### TEXT EXCERPT
>>>

Synonyms: Other names: silvery oxytrope, white pointloco Nomenclature: sericea = silky Nativity / Invasiveness: Montana native plant
No medicinal data
General: plant height: 10-30 cm tall. Growth habit: erect perennial from branched root crown, often growing in tufts. Stems: leafless, grayish with dense, flat, silky hairs.
Leaves: basal, 5-30 cm long, pinnately divided into 11-17 narrowly elliptic leaflets, 10-35 mm long, grayish with dense, flat, silky hairs. Stipules membranous, 10-30 mm long, joined to the leaf stalk for 3/4 of their length.
Flowers: white to yellowish, often pinkish-tinged, 15-27 mm long, in spikelike clusters, compactly 6 to 27-flowered, usually considerably elongated in fruit. Keel often purplish-tipped. Banner erect, the wings greatly widened, notched with blunt point. Calyx 9-13 mm long, the teeth linear-lance-shaped to oblong, 1.5-5 mm long.
Fruits: pods, short-hairy, 15-25 mm long, short-beaked, 5-7 mm in diameter, fleshy when green, the wall hardened and nearly 1 mm thick when dried.
Prairie land to drier subalpine meadows and slopes, in most parts of MT. Also from NM to n. Canada.

<<<

### REQUIRED ACTION 1
Check these three statements against the plant description and mark each yes or no, quoting the words that decide it: (a) The stems of the plant carry leaves. (b) Each leaf is divided into 11-17 leaflets. (c) A flower cluster can hold as many as 40 flowers.
### REQUIRED ACTION 2
Pick up the description of silvery oxytrope after its final sentence and write the next part.

(Dataset entries)
>>>

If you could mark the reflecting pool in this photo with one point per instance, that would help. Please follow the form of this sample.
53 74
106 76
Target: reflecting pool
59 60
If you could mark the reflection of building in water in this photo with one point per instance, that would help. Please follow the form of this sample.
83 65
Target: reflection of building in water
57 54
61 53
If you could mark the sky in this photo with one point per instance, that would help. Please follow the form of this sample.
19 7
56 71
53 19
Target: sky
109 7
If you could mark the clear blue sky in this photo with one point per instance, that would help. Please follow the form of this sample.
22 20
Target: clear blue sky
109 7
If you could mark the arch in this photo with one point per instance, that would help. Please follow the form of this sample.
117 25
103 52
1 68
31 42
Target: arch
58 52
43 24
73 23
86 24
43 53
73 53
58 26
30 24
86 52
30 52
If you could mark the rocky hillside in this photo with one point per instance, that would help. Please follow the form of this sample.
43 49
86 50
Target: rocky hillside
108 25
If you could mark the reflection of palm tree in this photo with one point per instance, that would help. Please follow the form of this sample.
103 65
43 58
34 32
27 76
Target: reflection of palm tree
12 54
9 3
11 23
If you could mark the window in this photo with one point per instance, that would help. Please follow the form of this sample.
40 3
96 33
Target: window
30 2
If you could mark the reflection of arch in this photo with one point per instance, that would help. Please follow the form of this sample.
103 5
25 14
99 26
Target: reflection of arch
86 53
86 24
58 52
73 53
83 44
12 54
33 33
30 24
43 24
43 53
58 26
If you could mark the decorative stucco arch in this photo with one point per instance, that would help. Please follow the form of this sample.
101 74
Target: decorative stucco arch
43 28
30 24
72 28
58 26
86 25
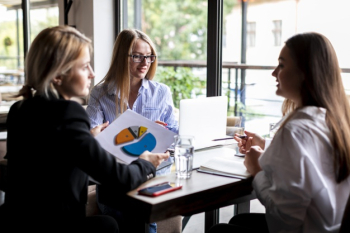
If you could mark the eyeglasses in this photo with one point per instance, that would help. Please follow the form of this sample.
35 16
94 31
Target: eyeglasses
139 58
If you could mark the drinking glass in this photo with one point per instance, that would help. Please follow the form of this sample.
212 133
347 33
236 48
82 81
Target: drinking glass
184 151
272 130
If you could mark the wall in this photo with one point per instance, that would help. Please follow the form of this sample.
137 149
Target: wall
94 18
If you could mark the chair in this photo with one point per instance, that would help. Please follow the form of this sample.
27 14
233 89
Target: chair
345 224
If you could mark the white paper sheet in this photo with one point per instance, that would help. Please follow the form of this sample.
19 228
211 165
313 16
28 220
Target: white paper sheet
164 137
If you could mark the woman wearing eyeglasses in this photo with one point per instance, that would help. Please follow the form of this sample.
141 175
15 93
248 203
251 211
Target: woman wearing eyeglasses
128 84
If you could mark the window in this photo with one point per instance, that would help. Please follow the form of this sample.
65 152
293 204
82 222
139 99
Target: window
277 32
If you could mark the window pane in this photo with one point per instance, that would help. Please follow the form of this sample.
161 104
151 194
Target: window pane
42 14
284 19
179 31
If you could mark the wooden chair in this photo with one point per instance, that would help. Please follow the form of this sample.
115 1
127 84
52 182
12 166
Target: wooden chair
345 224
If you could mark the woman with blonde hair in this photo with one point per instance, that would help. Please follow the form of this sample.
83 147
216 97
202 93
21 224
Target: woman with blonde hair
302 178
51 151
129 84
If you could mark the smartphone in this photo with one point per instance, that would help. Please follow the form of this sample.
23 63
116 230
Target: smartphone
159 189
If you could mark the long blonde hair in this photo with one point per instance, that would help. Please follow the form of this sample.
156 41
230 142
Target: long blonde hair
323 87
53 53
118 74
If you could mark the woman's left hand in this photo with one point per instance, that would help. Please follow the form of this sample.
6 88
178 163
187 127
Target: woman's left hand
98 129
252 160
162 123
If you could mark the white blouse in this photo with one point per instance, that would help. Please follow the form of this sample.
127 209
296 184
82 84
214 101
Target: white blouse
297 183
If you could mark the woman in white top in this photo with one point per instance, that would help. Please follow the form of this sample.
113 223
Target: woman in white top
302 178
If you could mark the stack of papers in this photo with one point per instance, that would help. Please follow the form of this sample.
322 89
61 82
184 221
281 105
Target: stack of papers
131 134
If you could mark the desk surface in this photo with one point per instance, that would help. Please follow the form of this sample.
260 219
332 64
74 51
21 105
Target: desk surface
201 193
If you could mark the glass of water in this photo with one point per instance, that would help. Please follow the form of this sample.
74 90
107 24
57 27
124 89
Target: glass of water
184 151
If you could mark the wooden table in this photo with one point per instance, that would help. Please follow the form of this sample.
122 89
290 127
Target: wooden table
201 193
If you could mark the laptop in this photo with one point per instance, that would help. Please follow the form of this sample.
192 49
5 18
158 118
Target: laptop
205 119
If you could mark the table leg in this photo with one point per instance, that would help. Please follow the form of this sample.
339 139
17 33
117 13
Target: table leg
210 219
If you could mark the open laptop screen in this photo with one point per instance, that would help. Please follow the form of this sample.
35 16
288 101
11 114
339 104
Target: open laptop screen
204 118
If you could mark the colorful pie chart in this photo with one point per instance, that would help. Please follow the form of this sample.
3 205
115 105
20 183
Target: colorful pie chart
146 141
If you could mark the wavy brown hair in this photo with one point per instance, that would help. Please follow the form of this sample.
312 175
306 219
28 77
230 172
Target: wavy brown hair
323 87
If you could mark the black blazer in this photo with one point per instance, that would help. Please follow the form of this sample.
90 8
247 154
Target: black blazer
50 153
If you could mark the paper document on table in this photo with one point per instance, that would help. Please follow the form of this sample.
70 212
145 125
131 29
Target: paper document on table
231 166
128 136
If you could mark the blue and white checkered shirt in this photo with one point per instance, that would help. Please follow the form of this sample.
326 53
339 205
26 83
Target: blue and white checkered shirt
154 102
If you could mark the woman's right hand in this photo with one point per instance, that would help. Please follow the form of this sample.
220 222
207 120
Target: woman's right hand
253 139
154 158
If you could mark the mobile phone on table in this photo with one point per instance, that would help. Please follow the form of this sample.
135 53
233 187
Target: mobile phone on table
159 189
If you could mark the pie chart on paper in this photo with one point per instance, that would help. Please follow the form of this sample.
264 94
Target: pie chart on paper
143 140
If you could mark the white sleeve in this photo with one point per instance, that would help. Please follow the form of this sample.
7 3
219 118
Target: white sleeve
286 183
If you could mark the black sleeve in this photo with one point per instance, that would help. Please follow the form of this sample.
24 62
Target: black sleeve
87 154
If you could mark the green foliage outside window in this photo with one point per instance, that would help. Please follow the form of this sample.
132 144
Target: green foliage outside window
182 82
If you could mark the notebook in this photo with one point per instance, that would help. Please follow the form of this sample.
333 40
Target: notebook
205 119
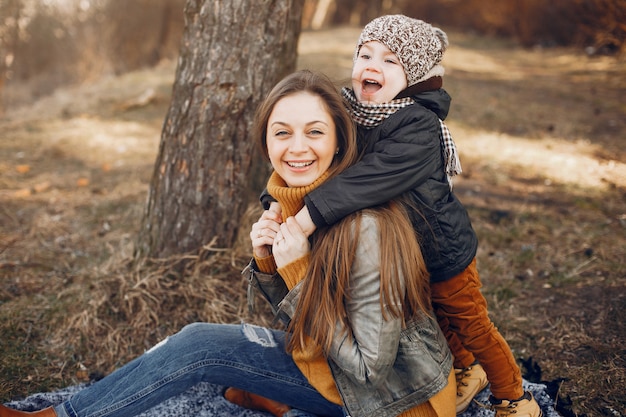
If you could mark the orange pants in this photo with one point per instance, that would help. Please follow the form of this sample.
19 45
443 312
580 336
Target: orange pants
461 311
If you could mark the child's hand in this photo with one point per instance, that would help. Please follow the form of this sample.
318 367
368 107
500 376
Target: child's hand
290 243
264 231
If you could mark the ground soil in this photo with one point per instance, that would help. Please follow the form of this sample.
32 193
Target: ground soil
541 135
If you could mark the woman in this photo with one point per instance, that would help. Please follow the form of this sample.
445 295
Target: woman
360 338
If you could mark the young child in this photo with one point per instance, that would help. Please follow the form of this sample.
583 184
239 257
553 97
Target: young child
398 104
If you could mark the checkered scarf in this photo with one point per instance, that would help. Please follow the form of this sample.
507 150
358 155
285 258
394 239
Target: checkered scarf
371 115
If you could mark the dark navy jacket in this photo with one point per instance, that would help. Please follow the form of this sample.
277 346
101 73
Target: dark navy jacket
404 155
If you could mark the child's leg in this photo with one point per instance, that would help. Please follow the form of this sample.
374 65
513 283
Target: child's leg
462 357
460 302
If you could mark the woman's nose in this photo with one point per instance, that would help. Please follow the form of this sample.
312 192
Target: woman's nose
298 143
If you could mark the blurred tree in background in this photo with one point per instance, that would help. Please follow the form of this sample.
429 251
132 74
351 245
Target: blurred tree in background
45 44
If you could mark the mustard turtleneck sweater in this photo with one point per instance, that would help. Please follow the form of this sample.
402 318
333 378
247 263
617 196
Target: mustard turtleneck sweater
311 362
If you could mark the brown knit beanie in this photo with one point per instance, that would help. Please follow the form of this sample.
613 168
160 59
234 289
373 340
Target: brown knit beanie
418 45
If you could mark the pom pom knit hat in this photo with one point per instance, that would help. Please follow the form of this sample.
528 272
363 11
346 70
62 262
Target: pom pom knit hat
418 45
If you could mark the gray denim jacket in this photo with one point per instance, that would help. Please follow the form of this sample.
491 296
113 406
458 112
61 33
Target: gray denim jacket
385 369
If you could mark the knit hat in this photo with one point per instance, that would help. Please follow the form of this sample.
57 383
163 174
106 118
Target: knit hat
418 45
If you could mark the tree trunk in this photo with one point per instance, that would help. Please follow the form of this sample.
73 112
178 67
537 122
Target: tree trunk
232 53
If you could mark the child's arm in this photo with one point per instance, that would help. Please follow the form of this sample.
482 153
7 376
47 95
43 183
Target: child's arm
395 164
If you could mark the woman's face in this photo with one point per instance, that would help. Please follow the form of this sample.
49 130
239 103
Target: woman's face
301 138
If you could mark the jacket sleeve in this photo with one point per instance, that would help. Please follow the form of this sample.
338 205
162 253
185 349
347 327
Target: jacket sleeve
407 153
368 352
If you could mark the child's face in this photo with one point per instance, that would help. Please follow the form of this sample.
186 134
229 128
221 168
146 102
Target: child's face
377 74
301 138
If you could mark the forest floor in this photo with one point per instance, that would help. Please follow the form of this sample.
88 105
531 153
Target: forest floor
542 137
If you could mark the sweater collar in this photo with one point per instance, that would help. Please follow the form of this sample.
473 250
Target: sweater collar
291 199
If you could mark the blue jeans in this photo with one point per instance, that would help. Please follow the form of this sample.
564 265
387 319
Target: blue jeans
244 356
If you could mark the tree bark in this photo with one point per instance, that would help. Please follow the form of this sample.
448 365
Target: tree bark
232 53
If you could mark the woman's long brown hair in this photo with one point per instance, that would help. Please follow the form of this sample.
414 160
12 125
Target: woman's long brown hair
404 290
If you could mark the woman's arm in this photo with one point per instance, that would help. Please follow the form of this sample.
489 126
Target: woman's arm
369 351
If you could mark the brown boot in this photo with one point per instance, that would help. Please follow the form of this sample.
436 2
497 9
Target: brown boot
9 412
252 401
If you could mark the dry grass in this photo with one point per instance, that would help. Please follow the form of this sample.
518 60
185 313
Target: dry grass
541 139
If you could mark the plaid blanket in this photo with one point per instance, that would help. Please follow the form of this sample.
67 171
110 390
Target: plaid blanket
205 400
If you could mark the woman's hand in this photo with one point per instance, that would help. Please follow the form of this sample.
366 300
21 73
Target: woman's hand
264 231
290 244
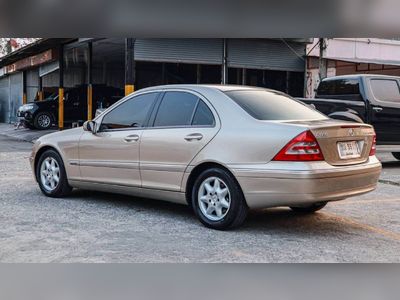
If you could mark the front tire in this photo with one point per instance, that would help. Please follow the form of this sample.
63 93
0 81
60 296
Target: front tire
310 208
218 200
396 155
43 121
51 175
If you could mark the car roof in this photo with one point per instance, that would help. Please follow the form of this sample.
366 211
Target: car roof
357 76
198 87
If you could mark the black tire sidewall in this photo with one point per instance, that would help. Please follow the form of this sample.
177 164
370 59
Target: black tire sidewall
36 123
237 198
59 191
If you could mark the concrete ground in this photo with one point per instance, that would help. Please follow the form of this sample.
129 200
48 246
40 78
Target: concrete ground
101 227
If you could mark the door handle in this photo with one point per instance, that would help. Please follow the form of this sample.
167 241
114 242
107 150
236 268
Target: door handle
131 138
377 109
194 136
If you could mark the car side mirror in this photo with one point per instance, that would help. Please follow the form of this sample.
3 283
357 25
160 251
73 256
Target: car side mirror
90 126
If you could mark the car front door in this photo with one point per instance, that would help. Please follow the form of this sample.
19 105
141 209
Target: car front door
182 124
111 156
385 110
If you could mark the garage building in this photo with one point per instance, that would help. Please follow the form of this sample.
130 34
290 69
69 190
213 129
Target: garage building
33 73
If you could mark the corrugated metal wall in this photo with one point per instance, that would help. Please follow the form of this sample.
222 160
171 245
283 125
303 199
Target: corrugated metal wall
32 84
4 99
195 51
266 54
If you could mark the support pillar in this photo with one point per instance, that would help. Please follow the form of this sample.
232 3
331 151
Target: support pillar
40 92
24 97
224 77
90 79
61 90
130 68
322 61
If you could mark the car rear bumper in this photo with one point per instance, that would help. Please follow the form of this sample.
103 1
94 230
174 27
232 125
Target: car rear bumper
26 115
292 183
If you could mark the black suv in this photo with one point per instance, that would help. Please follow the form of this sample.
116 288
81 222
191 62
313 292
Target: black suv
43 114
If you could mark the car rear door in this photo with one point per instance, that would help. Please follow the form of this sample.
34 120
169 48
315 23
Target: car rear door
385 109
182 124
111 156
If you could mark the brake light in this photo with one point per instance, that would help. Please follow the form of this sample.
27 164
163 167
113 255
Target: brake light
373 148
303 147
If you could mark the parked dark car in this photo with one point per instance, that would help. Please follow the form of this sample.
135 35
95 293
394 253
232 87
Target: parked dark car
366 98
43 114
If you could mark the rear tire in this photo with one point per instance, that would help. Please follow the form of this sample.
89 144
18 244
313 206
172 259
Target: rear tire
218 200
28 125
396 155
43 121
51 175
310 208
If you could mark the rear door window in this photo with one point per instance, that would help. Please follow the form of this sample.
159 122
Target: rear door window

<<<

### TASK OUTPUT 1
(a) No: "Stems: leafless, grayish with dense, flat, silky hairs."
(b) Yes: "pinnately divided into 11-17 narrowly elliptic leaflets"
(c) No: "compactly 6 to 27-flowered"

### TASK OUTPUT 2
Locoweed has caused a number of problems in cattle, horses, and sheep. Swainsonine, an indolizidine alkaloid, inhibits alpha-mannosidase in animal bodies, which can lead to disruption of cellular function. Locoism is a chronic disease that causes depression, incoordination, and nervousness under stress. Death can result. The cellular problems occur most readily in tissues of the nervous system. Pregnant animals often abort or give birth to young with congenital deformities. Congestive right heart disease occurs at high altitudes. The blooms and mature fruit of locoweed have higher quantities of the toxin swainsonine than do the leaves. The concentration of this toxin remains constant in leaves throughout the grazing season.